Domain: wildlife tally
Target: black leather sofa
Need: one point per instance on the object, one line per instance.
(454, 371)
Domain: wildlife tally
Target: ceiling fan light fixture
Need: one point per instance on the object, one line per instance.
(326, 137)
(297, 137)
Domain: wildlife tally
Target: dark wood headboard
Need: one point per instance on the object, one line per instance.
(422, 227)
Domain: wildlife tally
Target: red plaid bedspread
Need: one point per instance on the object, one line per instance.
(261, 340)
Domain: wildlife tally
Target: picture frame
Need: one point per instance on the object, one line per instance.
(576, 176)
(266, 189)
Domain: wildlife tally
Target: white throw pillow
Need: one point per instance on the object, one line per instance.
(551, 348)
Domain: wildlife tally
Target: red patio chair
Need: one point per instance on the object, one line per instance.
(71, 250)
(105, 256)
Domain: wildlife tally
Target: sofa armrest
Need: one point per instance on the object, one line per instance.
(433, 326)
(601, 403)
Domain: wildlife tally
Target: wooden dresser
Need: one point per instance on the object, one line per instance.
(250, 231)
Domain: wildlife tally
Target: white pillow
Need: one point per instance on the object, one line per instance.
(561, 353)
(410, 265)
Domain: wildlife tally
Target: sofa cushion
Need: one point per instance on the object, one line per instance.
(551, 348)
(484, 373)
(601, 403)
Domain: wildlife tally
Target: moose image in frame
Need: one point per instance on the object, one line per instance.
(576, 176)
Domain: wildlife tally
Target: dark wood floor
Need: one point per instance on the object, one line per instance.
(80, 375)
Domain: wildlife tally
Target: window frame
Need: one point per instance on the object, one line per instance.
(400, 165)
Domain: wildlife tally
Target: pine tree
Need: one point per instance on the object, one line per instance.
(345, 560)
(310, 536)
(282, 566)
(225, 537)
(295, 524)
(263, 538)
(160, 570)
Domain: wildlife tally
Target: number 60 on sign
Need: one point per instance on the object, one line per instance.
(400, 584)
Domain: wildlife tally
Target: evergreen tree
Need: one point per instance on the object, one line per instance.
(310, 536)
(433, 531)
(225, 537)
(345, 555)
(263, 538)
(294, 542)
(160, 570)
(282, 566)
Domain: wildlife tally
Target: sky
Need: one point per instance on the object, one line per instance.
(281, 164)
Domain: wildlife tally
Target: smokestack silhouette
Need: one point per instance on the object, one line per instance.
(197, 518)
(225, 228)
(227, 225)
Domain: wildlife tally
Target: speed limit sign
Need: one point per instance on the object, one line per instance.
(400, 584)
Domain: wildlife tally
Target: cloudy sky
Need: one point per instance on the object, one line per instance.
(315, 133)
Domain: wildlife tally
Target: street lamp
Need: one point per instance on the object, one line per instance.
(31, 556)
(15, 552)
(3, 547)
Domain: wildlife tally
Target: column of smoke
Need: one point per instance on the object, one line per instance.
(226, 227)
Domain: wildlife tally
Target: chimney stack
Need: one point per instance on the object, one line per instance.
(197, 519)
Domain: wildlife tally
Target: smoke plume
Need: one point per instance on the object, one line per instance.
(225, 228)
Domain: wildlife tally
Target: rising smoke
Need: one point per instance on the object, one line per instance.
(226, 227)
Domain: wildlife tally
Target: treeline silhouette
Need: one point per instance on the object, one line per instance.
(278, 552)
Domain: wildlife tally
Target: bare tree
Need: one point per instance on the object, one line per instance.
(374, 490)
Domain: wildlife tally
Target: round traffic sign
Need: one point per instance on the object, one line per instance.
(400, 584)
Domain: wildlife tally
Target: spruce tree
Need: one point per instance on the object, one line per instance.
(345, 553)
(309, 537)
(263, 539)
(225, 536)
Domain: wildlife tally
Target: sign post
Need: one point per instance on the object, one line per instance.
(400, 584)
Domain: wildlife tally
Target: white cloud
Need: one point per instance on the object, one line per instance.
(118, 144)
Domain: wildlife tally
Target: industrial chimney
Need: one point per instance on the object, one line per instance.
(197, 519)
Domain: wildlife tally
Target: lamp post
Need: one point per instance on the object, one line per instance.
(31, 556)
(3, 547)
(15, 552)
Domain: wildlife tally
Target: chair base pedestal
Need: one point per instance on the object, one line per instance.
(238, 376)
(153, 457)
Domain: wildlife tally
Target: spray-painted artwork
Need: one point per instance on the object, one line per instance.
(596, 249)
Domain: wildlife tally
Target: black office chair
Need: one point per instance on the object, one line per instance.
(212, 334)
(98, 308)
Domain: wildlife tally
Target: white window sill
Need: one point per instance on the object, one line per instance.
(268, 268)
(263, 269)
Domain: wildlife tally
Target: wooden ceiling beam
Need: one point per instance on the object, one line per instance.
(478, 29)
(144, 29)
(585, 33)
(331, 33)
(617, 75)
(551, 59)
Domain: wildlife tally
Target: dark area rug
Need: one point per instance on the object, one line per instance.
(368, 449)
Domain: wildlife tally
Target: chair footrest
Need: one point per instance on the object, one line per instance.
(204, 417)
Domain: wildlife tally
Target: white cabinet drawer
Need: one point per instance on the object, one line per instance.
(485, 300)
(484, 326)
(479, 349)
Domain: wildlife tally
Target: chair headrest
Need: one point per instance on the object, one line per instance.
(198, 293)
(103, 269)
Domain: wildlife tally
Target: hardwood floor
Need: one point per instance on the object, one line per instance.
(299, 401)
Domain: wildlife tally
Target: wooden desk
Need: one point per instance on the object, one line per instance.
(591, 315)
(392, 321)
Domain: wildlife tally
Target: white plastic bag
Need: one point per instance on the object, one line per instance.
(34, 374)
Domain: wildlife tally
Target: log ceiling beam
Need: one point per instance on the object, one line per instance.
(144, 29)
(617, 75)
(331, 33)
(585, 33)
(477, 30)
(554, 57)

================

WORK INSTRUCTIONS: Reproduce all of the data exactly as given.

SOLUTION FOR THIS TASK:
Domain: wildlife tally
Target: black leather sofa
Need: one point per instance on the object, one line per instance.
(454, 371)
Domain: wildlife tally
Target: ceiling fan light fixture
Need: one point per instance on the object, one line per instance.
(326, 137)
(297, 137)
Domain: wildlife tally
Target: dark wood headboard
Need: one point per instance on the object, one line per instance.
(422, 227)
Domain: wildlife tally
Target: red plaid bedspread
Need: one point per instance on the object, one line per instance.
(261, 340)
Domain: wildlife tally
Target: picture frame
Need: one point per instance on the object, one line per instance.
(576, 176)
(266, 189)
Domain: wildlife tally
Target: white throw pillow
Need: one point per instance on the object, one line per instance.
(551, 348)
Domain: wildlife tally
Target: red patio chair
Need: one point per instance on the object, one line per instance.
(71, 250)
(105, 256)
Domain: wildlife tally
Target: sofa armrest
Need: one point per instance on the object, one line per instance.
(433, 326)
(601, 403)
Domain: wildlife tally
Target: wooden dresser
Need: one point per instance on the object, one line per instance.
(250, 231)
Domain: wildlife tally
Target: white pillow
Need: one point per instance on the object, one line per instance.
(561, 353)
(410, 265)
Domain: wildlife tally
Target: sofa cushion
Need: one point per instance on the object, one line per instance.
(551, 348)
(484, 373)
(601, 403)
Domain: wildlife tally
Target: moose image in frame
Need: one point per instance on the object, one line per instance.
(576, 176)
Domain: wildlife tally
Target: dark wood floor
Need: one point per instance on the object, one line per instance.
(80, 375)
Domain: wildlife tally
Target: window frame
Need: one point per instance on the object, one line per instance.
(400, 165)
Domain: wildlife tally
Target: pine tree
Need: one point per instance on the object, one line per instance.
(345, 560)
(310, 536)
(282, 566)
(225, 537)
(295, 524)
(263, 538)
(160, 570)
Domain: wildlife tally
Target: number 60 on sign
Need: one point per instance on the object, one line per instance.
(400, 584)
Domain: wildlife tally
Target: evergreen tree
Need: one point per instance on the object, one line per instance.
(310, 536)
(433, 531)
(225, 537)
(345, 555)
(263, 538)
(294, 542)
(160, 570)
(282, 566)
Domain: wildlife tally
Target: sky
Need: one point per instance on the object, one line per instance.
(281, 164)
Domain: wildlife tally
Target: smokestack silhouette
Need: one point per instance on the object, one line per instance.
(197, 518)
(225, 228)
(227, 225)
Domain: wildlife tally
Target: speed limit sign
Need: one point per instance on the object, one line per instance.
(400, 584)
Domain: wildlife tally
Target: cloudy sky
Need: one point per instance on the object, one line per instance.
(315, 133)
Domain: wildlife tally
Target: street lamp
Need: one point per instance on the object, one line per instance.
(31, 556)
(15, 552)
(3, 547)
Domain: wildlife tally
Target: column of smoke
Need: one point per instance on the object, one line per instance.
(226, 227)
Domain: wildlife tally
Target: chimney stack
Need: one point per instance on the object, one line per instance.
(197, 519)
Domain: wildlife tally
Target: smoke plume
Need: one point per instance on the object, one line per instance.
(225, 228)
Domain: wildlife tally
Target: rising smoke
Need: one point per instance on the object, one line per instance.
(226, 227)
Domain: wildlife tally
Target: treeline silhouette
Need: one point per instance on the object, one line per instance.
(278, 552)
Domain: wildlife tally
Target: bare tree
Need: one point per instance on the object, one line per instance.
(374, 490)
Domain: wildlife tally
Target: round traffic sign
Need: one point per instance on the object, one line per instance.
(400, 584)
Domain: wildlife tally
Target: spruce tree
Need: one point per instance on the object, one line per instance.
(345, 553)
(309, 537)
(263, 539)
(225, 536)
Domain: wildlife tally
Target: sign post
Need: one point per instance on the object, one line per instance.
(400, 584)
Domain: wildlife tally
Target: white cloud
Need: one point per instance on the object, one line per instance.
(118, 144)
Domain: wildlife tally
Target: industrial chimney
Need: one point per instance on the object, one line per instance.
(197, 519)
Domain: wildlife tally
Target: lamp post
Need: one point per instance on the object, one line per instance.
(31, 556)
(3, 547)
(15, 552)
Domain: wildlife tally
Target: chair base pedestal
Need: one point per instance on the object, one line per instance.
(238, 376)
(153, 457)
Domain: wildlife tally
Target: spray-painted artwork
Need: one point per instance on the object, one line per instance.
(596, 249)
Domain: wildlife tally
Target: black office chair
Need: one point per instance on the object, one line per instance.
(212, 334)
(98, 308)
Domain: wildlife tally
Target: white window sill
Need: one point per instance on the object, one line per instance.
(268, 268)
(263, 269)
Domain: wildlife tally
Target: wooden ceiling beam
Need: one point per instance on the object, one line per instance.
(478, 29)
(144, 29)
(585, 33)
(331, 33)
(617, 75)
(551, 59)
Domain: wildlife tally
Target: dark area rug
Need: one point per instance on the object, one line per instance.
(368, 449)
Domain: wildlife tally
Target: chair footrest
Need: one point per instance on the object, one line per instance.
(204, 417)
Domain: wildlife tally
Target: white cabinet drawer
Need: one point per instance on the object, one line per instance.
(485, 300)
(484, 326)
(479, 349)
Domain: wildlife tally
Target: chair headrest
Need: one point per instance on the object, one line per instance.
(198, 293)
(103, 269)
Domain: wildlife tally
Target: hardwood floor
Need: one point per instance on the object, one line per instance.
(299, 401)
Domain: wildlife tally
Target: wooden desk
Need: one point per instance on the object, one line per instance.
(591, 315)
(392, 321)
Domain: wildlife tally
Target: white plastic bag
Need: one point per instance on the object, one line per instance.
(34, 374)
Domain: wildlife tally
Target: log ceiling beam
Need: one point per instance on the object, one line per instance.
(144, 29)
(617, 75)
(331, 33)
(585, 33)
(477, 30)
(554, 57)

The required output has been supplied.